[AIM OF THE EXERCISE]
In the entries below, count every line that has the string "glass", and answer with that count alone.

[INPUT DATA]
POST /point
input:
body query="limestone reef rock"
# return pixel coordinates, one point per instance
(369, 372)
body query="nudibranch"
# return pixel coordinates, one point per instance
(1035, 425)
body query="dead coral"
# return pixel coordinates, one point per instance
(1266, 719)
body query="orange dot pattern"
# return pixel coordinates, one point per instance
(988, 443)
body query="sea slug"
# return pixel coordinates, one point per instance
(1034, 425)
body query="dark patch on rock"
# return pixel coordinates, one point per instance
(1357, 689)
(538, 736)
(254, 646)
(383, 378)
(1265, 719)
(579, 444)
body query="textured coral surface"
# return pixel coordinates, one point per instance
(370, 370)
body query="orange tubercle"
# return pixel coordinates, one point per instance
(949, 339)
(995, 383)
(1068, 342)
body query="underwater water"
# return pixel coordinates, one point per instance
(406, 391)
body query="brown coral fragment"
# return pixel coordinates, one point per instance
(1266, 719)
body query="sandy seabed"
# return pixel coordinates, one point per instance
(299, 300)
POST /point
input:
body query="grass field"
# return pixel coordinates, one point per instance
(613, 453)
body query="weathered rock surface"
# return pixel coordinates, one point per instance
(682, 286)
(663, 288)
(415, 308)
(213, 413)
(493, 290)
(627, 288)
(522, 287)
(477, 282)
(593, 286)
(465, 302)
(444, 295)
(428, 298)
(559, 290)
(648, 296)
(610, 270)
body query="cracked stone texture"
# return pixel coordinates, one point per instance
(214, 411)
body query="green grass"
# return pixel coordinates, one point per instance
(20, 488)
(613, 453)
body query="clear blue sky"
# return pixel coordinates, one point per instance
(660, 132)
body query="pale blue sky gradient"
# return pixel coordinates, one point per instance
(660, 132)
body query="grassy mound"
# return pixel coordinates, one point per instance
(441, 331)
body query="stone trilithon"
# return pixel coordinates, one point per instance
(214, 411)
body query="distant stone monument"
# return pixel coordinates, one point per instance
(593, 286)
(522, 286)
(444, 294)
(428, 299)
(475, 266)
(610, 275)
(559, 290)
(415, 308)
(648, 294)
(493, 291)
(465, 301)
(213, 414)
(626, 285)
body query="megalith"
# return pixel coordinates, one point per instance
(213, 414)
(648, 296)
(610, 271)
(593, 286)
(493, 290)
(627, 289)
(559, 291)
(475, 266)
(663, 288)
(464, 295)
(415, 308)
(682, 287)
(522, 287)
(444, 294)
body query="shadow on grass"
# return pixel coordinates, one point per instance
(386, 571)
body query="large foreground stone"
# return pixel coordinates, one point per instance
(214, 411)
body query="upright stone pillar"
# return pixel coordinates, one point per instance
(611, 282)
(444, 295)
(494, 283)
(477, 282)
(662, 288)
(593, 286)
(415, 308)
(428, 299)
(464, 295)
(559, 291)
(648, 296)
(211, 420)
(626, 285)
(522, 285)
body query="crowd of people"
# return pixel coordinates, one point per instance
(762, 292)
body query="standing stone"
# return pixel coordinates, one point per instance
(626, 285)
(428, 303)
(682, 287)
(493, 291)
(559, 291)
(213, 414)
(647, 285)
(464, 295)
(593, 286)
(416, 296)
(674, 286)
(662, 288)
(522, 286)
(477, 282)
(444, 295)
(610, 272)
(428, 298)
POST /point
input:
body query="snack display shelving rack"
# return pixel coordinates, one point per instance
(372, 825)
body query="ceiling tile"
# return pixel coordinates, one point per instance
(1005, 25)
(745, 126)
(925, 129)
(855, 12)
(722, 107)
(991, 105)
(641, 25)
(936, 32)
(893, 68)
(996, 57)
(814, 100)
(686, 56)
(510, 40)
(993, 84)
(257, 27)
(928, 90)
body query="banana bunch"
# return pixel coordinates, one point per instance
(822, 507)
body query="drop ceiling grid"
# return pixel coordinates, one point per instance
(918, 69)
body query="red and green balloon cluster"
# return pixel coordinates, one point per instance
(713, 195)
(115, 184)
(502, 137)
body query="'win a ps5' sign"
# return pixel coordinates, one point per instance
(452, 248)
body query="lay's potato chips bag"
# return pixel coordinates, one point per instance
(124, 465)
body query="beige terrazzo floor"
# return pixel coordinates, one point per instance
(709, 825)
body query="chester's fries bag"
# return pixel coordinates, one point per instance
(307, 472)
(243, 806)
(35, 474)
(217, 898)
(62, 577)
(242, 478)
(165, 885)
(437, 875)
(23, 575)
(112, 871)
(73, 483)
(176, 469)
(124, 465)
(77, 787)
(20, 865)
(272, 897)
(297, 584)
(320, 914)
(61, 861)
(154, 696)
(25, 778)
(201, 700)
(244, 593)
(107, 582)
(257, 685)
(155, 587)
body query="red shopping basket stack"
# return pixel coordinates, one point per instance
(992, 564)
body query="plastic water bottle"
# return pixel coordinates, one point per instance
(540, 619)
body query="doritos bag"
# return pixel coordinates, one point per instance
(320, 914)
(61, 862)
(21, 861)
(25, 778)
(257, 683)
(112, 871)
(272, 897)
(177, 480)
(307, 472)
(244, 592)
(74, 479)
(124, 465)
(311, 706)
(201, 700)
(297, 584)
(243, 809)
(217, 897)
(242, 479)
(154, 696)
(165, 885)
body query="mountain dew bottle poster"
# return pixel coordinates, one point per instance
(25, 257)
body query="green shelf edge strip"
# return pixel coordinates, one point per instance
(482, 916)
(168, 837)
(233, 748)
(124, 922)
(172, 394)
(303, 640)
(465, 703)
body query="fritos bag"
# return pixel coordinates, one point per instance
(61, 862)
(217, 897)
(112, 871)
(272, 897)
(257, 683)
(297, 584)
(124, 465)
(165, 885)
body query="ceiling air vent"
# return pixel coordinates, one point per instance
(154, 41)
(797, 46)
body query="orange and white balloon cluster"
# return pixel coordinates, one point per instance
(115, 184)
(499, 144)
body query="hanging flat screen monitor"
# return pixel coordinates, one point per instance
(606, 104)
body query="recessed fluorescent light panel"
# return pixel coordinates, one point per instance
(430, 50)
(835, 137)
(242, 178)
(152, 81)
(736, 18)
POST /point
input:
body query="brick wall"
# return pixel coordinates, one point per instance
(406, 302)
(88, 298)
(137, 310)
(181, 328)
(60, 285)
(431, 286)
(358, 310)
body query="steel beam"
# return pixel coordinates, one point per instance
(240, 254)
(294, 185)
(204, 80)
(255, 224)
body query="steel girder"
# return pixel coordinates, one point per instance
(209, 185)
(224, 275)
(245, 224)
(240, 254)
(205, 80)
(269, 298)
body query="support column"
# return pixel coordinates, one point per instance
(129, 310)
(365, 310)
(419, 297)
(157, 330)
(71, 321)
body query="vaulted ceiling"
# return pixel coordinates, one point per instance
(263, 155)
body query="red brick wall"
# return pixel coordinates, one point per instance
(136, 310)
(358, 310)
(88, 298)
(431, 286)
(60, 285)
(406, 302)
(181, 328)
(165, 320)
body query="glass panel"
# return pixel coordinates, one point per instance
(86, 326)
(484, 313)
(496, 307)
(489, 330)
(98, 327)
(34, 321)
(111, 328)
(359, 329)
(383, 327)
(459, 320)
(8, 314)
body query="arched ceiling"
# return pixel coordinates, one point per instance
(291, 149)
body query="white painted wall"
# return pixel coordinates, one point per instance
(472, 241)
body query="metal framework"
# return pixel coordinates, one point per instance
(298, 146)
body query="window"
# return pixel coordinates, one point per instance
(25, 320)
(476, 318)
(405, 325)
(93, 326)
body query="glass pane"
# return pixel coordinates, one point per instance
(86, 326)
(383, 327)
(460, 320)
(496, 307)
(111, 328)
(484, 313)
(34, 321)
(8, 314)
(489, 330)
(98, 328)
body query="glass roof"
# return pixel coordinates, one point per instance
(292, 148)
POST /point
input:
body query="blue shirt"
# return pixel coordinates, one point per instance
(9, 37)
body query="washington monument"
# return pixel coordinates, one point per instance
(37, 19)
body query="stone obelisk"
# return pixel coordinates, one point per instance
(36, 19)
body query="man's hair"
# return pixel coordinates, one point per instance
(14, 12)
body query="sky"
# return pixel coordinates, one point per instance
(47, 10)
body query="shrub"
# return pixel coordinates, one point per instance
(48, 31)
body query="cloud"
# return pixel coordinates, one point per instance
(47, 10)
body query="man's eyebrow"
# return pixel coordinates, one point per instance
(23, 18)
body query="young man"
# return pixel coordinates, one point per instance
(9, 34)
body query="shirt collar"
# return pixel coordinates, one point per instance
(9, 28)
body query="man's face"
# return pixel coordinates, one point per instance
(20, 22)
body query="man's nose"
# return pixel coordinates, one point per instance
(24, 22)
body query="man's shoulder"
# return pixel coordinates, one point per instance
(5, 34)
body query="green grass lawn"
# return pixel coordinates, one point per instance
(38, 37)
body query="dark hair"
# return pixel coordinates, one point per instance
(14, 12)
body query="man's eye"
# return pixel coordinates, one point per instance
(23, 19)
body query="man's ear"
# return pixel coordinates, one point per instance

[RESPONSE TO THE TASK]
3